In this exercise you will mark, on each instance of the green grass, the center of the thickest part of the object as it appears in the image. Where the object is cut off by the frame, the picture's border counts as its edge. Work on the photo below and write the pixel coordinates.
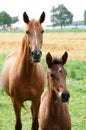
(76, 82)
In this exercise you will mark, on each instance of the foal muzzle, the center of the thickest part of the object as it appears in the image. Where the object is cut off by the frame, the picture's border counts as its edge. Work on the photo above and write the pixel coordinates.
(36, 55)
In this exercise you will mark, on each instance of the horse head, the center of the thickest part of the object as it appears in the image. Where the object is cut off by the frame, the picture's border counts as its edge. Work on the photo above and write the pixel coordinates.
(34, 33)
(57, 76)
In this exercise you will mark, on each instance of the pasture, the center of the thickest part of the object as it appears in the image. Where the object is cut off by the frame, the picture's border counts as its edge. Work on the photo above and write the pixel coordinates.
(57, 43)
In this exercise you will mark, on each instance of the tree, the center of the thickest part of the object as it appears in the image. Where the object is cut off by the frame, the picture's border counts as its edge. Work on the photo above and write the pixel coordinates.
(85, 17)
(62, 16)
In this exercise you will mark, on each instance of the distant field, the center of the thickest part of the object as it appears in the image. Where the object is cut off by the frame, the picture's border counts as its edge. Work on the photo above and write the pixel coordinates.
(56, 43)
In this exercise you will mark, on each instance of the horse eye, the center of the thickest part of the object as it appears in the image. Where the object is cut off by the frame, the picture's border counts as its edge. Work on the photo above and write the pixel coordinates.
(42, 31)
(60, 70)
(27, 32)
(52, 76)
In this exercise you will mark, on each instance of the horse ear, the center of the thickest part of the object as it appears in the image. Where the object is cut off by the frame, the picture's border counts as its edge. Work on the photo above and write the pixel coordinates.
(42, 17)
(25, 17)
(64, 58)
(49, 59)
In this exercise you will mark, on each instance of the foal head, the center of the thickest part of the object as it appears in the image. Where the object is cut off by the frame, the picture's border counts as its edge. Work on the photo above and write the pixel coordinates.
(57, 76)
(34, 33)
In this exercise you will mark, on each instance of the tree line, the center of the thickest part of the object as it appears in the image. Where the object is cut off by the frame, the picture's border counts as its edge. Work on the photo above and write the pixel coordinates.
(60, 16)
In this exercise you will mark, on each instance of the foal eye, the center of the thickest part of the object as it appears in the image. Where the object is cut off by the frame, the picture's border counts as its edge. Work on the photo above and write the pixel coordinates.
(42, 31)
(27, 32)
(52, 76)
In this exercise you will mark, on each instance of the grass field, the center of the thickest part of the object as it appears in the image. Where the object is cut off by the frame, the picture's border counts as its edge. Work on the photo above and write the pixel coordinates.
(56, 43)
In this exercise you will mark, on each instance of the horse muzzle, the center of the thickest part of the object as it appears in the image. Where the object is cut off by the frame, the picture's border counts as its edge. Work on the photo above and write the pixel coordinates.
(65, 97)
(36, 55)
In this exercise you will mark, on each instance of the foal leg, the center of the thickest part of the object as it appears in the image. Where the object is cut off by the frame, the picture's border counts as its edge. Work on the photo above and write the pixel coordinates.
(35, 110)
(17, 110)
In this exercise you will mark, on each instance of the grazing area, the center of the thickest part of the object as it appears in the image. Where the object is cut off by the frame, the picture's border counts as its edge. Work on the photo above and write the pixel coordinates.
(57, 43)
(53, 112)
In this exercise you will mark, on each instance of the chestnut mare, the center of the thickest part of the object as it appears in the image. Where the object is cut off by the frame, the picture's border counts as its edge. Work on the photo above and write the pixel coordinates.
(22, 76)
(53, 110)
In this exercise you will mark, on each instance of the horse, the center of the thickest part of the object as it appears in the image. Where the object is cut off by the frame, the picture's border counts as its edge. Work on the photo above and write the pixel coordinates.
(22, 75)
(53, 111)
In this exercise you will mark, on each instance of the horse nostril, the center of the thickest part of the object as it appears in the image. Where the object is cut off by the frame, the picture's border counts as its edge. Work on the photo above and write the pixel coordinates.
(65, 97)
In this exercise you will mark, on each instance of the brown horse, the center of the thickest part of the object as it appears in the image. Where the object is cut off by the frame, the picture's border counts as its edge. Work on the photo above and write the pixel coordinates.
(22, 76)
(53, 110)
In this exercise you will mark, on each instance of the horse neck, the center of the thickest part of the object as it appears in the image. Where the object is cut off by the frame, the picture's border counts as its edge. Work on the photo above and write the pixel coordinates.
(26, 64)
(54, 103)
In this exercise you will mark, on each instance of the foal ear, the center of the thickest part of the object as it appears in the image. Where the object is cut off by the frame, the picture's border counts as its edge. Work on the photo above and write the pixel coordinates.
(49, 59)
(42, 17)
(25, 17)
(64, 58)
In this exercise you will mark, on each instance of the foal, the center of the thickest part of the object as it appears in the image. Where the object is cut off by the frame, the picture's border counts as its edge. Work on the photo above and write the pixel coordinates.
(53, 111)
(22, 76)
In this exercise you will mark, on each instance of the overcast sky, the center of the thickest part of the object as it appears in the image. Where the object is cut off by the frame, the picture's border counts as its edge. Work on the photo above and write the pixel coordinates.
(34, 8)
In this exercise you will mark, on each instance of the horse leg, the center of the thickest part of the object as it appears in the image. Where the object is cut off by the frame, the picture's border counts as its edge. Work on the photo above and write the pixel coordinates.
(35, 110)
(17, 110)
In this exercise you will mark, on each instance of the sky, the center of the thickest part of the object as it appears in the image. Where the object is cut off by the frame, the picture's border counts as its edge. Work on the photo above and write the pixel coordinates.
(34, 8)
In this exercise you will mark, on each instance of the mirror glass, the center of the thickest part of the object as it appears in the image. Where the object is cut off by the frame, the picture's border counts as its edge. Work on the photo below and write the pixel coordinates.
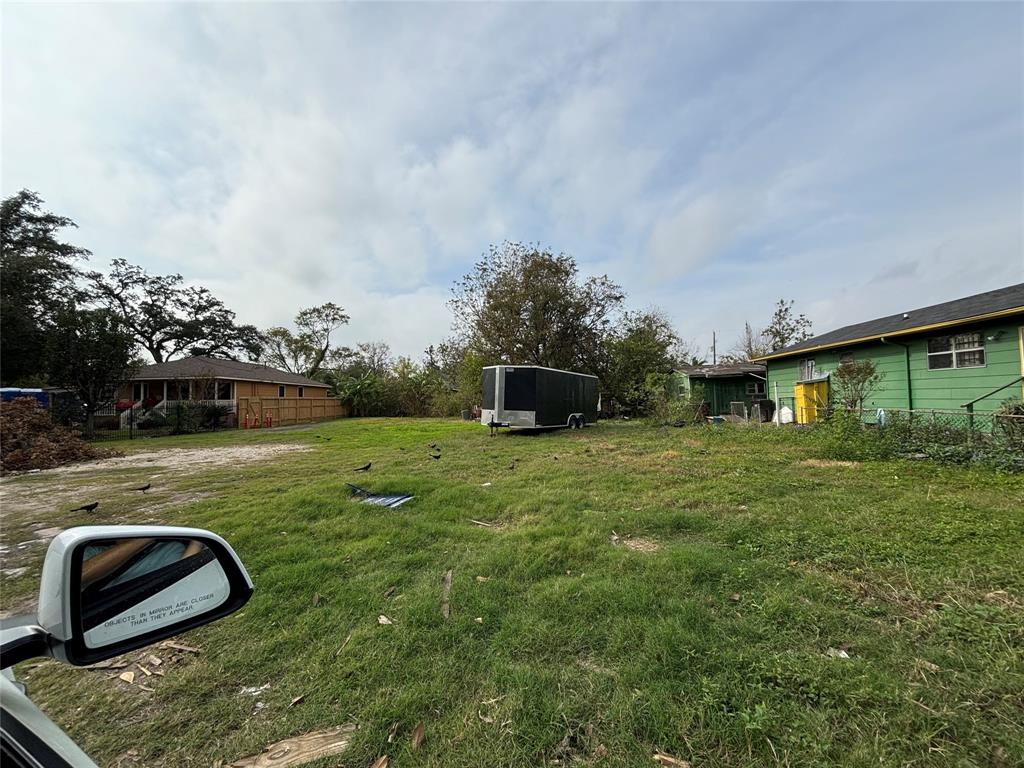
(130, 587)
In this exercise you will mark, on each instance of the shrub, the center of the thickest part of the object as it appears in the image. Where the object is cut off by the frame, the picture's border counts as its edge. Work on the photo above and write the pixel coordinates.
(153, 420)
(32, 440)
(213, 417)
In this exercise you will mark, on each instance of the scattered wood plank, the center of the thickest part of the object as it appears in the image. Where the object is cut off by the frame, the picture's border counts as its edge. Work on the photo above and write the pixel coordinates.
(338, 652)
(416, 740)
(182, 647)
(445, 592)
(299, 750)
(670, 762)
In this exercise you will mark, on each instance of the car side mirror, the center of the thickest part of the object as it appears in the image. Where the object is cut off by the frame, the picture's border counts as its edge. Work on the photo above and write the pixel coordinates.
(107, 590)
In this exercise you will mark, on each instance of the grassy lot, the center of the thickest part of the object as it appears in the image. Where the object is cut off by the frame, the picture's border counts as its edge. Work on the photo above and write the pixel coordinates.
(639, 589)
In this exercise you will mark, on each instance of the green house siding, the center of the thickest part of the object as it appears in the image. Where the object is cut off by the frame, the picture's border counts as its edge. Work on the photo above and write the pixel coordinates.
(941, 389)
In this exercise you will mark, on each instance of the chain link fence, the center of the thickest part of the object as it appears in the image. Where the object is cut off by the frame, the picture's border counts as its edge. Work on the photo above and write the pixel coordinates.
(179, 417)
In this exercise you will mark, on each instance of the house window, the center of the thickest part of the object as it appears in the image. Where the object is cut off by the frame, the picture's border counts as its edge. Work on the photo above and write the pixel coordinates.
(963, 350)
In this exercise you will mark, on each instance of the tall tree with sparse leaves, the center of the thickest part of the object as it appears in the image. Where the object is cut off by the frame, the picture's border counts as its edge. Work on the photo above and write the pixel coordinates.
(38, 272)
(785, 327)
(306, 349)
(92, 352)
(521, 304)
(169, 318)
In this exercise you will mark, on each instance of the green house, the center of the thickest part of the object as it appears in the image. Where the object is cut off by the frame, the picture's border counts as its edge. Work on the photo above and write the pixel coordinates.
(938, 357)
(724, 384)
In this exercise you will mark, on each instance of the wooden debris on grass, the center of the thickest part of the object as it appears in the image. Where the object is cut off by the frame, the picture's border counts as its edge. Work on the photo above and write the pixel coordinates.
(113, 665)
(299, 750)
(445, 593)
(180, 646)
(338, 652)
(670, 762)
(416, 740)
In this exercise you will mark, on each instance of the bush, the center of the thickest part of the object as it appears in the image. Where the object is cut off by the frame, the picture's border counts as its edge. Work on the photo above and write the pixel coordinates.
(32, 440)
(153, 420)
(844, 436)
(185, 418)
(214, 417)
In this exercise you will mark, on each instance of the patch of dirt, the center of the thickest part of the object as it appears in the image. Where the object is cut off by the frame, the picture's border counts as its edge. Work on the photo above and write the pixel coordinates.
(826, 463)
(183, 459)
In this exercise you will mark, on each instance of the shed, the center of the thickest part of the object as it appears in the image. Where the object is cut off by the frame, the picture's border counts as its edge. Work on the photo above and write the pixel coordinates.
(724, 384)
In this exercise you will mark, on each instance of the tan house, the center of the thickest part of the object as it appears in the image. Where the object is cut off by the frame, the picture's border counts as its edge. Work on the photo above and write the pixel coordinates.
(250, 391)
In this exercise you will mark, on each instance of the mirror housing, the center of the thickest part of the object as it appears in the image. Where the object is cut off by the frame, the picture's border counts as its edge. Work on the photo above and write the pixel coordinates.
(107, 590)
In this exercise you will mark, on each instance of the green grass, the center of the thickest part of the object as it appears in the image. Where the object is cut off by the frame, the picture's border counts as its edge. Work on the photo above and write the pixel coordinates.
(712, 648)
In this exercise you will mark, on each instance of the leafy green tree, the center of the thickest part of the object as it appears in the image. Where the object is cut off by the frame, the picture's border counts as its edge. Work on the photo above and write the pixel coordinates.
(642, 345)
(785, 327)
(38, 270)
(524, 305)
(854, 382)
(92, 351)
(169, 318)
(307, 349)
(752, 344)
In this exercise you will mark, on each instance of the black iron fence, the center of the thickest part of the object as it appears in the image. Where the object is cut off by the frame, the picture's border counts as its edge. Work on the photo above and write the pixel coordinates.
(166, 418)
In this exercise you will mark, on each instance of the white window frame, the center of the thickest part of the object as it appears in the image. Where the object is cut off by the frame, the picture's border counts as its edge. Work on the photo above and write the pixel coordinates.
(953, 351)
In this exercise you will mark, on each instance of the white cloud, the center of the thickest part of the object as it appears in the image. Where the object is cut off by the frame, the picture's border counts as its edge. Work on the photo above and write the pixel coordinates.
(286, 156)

──────────

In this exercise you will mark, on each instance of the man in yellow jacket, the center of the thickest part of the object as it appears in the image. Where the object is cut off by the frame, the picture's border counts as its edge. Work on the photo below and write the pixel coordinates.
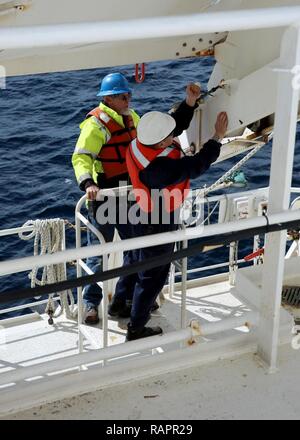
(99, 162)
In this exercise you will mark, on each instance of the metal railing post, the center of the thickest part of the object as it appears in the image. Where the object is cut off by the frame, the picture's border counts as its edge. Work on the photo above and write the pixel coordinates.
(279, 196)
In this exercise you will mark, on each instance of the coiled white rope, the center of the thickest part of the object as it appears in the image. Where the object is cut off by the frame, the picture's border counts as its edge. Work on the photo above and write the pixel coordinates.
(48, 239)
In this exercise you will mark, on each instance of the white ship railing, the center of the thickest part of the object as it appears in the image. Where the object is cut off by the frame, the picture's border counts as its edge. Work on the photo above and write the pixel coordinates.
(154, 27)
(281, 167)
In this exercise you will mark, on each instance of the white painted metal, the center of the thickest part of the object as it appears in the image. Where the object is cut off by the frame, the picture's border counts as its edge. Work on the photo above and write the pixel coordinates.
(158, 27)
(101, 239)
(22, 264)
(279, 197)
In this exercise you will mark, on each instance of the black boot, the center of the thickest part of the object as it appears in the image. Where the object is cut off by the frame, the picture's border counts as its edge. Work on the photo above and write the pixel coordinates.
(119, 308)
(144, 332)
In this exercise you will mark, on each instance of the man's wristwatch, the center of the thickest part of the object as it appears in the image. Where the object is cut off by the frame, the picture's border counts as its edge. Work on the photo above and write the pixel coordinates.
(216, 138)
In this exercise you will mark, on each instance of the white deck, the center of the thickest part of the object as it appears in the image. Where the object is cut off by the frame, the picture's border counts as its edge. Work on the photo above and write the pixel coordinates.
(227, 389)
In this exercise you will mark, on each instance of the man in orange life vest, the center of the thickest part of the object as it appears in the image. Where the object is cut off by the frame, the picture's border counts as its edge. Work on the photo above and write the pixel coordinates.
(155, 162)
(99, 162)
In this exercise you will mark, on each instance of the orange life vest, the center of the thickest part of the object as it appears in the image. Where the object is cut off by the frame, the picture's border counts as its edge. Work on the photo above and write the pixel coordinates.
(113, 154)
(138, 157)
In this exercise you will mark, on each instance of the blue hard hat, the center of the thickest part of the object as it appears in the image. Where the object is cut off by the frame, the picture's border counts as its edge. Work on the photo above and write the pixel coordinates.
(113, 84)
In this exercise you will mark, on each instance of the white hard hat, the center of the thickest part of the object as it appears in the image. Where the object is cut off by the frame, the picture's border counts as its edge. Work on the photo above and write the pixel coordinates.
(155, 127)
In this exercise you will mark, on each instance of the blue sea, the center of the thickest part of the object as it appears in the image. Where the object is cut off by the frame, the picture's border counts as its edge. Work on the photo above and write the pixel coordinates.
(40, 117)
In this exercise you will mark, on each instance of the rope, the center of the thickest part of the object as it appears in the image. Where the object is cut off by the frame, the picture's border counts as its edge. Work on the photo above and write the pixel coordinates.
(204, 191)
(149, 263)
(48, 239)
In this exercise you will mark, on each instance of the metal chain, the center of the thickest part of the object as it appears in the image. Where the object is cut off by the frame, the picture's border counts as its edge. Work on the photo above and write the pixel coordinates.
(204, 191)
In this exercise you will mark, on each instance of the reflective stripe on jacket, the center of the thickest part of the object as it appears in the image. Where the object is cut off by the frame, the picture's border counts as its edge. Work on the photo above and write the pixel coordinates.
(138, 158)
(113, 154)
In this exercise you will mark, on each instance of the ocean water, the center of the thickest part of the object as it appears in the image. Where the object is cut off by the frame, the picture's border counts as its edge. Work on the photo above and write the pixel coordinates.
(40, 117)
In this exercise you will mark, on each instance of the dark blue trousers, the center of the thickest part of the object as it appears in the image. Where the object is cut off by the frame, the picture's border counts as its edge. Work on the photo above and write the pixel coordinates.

──────────

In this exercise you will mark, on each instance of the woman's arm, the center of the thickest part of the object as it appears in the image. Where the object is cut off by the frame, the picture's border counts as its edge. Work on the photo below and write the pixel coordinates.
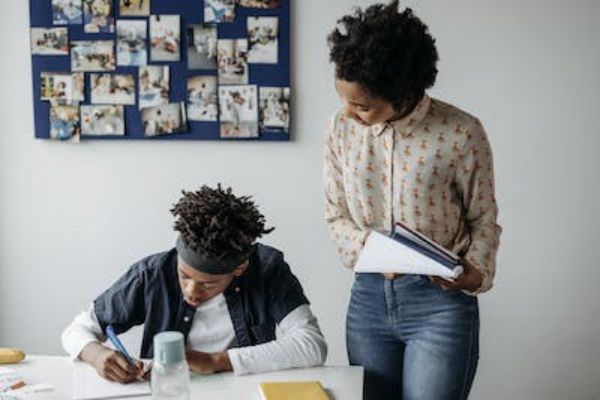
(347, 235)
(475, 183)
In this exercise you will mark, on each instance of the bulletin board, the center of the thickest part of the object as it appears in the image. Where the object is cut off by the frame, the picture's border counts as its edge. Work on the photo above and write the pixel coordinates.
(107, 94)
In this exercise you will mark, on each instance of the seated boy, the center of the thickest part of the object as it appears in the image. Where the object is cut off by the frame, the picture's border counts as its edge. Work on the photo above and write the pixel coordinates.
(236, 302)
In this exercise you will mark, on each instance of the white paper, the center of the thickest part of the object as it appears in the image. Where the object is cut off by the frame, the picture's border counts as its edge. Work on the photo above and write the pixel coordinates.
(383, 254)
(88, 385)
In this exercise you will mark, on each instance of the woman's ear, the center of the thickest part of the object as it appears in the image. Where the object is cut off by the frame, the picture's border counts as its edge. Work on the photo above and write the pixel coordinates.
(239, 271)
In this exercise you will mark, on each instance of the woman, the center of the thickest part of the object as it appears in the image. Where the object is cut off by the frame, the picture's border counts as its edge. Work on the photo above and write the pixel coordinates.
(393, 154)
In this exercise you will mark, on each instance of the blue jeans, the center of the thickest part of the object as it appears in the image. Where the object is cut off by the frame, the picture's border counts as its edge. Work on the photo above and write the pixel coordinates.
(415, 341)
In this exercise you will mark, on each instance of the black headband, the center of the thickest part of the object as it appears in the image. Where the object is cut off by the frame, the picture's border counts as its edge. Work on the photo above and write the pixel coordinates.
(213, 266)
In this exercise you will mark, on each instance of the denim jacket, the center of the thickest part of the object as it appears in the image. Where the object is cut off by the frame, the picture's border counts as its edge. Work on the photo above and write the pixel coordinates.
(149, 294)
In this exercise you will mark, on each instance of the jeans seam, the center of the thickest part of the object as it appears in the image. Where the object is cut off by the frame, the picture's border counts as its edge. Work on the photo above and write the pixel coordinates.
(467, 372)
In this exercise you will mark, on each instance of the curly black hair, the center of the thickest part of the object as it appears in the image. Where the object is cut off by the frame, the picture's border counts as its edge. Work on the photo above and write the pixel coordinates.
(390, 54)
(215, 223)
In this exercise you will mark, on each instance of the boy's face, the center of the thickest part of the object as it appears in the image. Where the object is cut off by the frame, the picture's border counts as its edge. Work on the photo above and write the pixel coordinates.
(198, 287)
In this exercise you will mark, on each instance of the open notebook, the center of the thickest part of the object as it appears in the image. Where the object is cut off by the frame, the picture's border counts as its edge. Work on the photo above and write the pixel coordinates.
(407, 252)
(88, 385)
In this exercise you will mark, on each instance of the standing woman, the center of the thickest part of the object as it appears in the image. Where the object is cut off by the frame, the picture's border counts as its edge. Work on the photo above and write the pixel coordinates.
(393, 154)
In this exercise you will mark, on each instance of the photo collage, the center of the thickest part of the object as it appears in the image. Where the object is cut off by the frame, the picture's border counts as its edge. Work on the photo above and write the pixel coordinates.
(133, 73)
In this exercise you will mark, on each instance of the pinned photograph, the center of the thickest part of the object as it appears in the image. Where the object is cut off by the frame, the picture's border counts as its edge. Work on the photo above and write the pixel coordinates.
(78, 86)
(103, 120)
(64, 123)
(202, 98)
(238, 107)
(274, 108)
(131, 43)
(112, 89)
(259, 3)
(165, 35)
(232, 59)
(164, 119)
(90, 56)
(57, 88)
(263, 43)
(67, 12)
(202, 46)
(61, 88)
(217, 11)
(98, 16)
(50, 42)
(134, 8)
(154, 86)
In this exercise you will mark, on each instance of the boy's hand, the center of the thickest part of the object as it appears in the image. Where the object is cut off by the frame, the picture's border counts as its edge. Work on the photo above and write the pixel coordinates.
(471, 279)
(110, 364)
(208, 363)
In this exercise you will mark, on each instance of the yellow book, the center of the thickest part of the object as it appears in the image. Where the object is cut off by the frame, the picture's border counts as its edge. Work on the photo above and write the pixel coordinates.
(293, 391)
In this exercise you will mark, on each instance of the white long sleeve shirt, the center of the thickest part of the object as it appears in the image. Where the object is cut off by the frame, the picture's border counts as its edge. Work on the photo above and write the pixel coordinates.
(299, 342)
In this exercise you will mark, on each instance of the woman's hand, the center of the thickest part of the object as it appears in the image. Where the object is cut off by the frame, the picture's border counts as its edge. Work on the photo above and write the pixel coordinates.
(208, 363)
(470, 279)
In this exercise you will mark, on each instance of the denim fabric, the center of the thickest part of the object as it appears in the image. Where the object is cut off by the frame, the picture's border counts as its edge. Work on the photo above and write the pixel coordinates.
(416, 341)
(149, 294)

──────────

* [Problem description]
Rewrite the records starting at the line that contains "of the ocean" and ending at the line that contains "of the dark", both lines included, and give nothing else. Keep every line in that stretch as it is, except multiply each coordinate in the answers by 0.65 and round to a whole number, with halves rounded up.

* [Exercise result]
In this exercise you will mark, on each instance of the ocean water, the center of the thickest part of the object as it appears in the image. Where the object is cut off by the frame, the picture's border counts as its edge. Work on the photo above and write the pixel coordinates.
(26, 76)
In this exercise you will mark, on each instance of the dark blue trousers, the center of the thickest part of the object as it appears in the image. Where the object is cut off by the frame, the picture's border counts as its edge. Work on the photo above and write the pixel coordinates.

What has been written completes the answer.